* Phrase grounding data:
====================

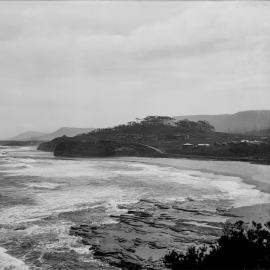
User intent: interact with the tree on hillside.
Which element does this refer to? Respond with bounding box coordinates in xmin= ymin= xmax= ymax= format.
xmin=141 ymin=116 xmax=175 ymax=126
xmin=175 ymin=120 xmax=214 ymax=132
xmin=197 ymin=120 xmax=215 ymax=132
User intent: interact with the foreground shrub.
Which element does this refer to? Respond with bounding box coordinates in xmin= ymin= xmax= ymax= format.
xmin=164 ymin=221 xmax=270 ymax=270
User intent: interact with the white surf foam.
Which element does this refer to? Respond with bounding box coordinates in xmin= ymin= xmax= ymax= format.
xmin=2 ymin=147 xmax=270 ymax=223
xmin=25 ymin=182 xmax=62 ymax=189
xmin=4 ymin=154 xmax=270 ymax=209
xmin=0 ymin=247 xmax=28 ymax=270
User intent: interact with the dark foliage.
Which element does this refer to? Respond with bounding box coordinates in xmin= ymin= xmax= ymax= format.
xmin=91 ymin=116 xmax=215 ymax=140
xmin=228 ymin=143 xmax=270 ymax=159
xmin=164 ymin=221 xmax=270 ymax=270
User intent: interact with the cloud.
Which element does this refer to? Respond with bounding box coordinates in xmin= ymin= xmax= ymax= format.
xmin=0 ymin=2 xmax=269 ymax=138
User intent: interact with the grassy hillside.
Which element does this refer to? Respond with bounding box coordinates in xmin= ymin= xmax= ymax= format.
xmin=37 ymin=116 xmax=270 ymax=160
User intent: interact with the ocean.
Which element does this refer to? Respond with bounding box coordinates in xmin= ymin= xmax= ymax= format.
xmin=0 ymin=146 xmax=270 ymax=269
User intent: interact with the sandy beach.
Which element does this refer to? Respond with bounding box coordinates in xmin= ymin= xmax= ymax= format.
xmin=116 ymin=157 xmax=270 ymax=224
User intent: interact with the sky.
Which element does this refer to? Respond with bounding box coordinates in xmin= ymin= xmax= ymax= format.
xmin=0 ymin=1 xmax=270 ymax=138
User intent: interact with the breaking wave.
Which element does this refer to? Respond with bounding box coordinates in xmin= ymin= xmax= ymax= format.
xmin=0 ymin=146 xmax=270 ymax=269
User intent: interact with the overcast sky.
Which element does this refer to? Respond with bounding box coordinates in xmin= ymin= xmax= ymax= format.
xmin=0 ymin=2 xmax=270 ymax=138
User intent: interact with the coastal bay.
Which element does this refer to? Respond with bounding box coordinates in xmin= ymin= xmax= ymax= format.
xmin=1 ymin=146 xmax=269 ymax=269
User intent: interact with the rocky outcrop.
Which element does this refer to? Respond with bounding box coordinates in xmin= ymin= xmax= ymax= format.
xmin=37 ymin=136 xmax=71 ymax=152
xmin=38 ymin=137 xmax=166 ymax=158
xmin=54 ymin=140 xmax=115 ymax=157
xmin=70 ymin=199 xmax=233 ymax=270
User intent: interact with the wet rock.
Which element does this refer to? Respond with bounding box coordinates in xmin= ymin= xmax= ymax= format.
xmin=70 ymin=199 xmax=233 ymax=270
xmin=14 ymin=225 xmax=26 ymax=231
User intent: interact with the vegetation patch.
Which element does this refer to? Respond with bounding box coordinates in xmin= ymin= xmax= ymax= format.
xmin=164 ymin=221 xmax=270 ymax=270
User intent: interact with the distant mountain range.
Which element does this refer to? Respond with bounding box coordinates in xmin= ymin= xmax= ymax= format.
xmin=9 ymin=127 xmax=95 ymax=141
xmin=10 ymin=131 xmax=47 ymax=141
xmin=175 ymin=110 xmax=270 ymax=134
xmin=9 ymin=110 xmax=270 ymax=141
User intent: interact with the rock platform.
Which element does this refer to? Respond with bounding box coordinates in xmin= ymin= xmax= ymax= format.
xmin=70 ymin=198 xmax=234 ymax=269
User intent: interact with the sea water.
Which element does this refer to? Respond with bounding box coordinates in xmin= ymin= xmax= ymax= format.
xmin=0 ymin=146 xmax=270 ymax=269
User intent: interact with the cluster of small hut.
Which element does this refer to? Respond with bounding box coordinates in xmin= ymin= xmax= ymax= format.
xmin=182 ymin=143 xmax=210 ymax=149
xmin=182 ymin=139 xmax=265 ymax=149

====================

* Directions for this task: Check every line of the records, and copy the ones that hold the word "hillside".

* Finished task:
User intent: interact with the tree on hillside.
User intent: interact with the grassy hillside.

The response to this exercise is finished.